_Given problem a_. Select every line of the entries below that contains the string "crane".

--- BEGIN Supplied text ---

[Openmp-commits] [openmp] f85c1f3 - [OpenMP] Replace __ATOMIC_XYZ with atomic::xyz for style
Johannes Doerfert via Openmp-commits
openmp-commits at lists.llvm.org
Tue Oct 4 19:45:11 PDT 2022
Author: Johannes Doerfert
Date: 2022-10-04T19:43:30-07:00
New Revision: f85c1f3b7c0bda64aef12201e2f5bbad6028582d
URL: https://github.com/llvm/llvm-project/commit/f85c1f3b7c0bda64aef12201e2f5bbad6028582d
DIFF: https://github.com/llvm/llvm-project/commit/f85c1f3b7c0bda64aef12201e2f5bbad6028582d.diff
LOG: [OpenMP] Replace __ATOMIC_XYZ with atomic::xyz for style
Also fixes one ordering argument not used.
Differential Revision: https://reviews.llvm.org/D135035
Added:
Modified:
openmp/libomptarget/DeviceRTL/include/Synchronization.h
openmp/libomptarget/DeviceRTL/src/Reduction.cpp
openmp/libomptarget/DeviceRTL/src/Synchronization.cpp
openmp/libomptarget/DeviceRTL/src/Workshare.cpp
Removed:
################################################################################
diff --git a/openmp/libomptarget/DeviceRTL/include/Synchronization.h b/openmp/libomptarget/DeviceRTL/include/Synchronization.h
index e33f37a659af..438b0221dd08 100644
--- a/openmp/libomptarget/DeviceRTL/include/Synchronization.h
+++ b/openmp/libomptarget/DeviceRTL/include/Synchronization.h
@@ -44,38 +44,46 @@ __attribute__((noinline)) void threadsAligned();
} // namespace synchronize
-namespace fence {
-
-/// Memory fence with \p Ordering semantics for the team.
-void team(int Ordering);
-
-/// Memory fence with \p Ordering semantics for the contention group.
-void kernel(int Ordering);
-
-/// Memory fence with \p Ordering semantics for the system.
-void system(int Ordering);
-
-} // namespace fence
-
namespace atomic {
+enum OrderingTy {
+ relaxed = __ATOMIC_RELAXED,
+ aquire = __ATOMIC_ACQUIRE,
+ release = __ATOMIC_RELEASE,
+ acq_rel = __ATOMIC_ACQ_REL,
+ seq_cst = __ATOMIC_SEQ_CST,
+};
+
/// Atomically load \p Addr with \p Ordering semantics.

--- END Supplied text ---
--- BEGIN Listed records ---

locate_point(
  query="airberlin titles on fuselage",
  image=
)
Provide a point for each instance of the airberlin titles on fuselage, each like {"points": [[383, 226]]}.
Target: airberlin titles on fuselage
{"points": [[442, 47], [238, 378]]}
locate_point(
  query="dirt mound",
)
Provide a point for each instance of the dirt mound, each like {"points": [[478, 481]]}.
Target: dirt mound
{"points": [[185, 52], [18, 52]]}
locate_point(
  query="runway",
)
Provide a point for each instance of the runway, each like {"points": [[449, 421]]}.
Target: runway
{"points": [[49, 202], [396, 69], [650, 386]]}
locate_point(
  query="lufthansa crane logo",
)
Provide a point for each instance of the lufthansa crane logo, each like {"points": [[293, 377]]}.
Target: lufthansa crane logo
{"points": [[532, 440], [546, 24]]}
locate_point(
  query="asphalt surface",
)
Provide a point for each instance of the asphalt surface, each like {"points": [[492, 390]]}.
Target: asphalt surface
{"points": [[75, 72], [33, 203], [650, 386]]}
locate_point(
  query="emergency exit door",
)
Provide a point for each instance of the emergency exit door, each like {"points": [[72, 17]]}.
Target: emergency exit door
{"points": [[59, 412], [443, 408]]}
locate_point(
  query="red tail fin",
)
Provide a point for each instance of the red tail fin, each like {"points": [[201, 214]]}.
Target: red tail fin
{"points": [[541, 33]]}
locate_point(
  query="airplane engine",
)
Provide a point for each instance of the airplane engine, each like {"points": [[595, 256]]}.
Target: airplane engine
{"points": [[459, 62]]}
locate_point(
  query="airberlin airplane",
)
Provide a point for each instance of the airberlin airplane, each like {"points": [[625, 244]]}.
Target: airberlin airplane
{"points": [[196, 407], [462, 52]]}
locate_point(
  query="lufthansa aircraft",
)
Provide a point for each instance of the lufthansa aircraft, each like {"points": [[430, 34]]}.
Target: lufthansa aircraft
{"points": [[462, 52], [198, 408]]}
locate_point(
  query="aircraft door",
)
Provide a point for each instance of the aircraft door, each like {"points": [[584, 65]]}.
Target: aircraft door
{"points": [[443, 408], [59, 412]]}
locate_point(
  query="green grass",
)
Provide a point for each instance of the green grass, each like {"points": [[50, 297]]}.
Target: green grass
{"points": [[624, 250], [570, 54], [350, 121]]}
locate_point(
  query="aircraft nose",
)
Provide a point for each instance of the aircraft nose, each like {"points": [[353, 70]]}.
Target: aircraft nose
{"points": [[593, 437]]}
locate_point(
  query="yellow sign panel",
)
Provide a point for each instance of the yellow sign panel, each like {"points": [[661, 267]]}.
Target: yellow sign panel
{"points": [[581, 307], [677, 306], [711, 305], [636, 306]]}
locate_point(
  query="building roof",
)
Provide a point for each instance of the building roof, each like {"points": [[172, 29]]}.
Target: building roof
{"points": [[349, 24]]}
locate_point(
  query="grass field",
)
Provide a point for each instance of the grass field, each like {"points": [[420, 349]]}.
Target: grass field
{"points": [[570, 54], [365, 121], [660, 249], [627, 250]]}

--- END Listed records ---

_Given problem b_. Besides the style replacement, what does the OpenMP commit message say the change fixes?

_Written reply a_.
  query="lufthansa crane logo",
Provide a point for each instance of the lufthansa crane logo, each like {"points": [[293, 377]]}.
Target: lufthansa crane logo

_Written reply b_. It fixes one ordering argument that was not used.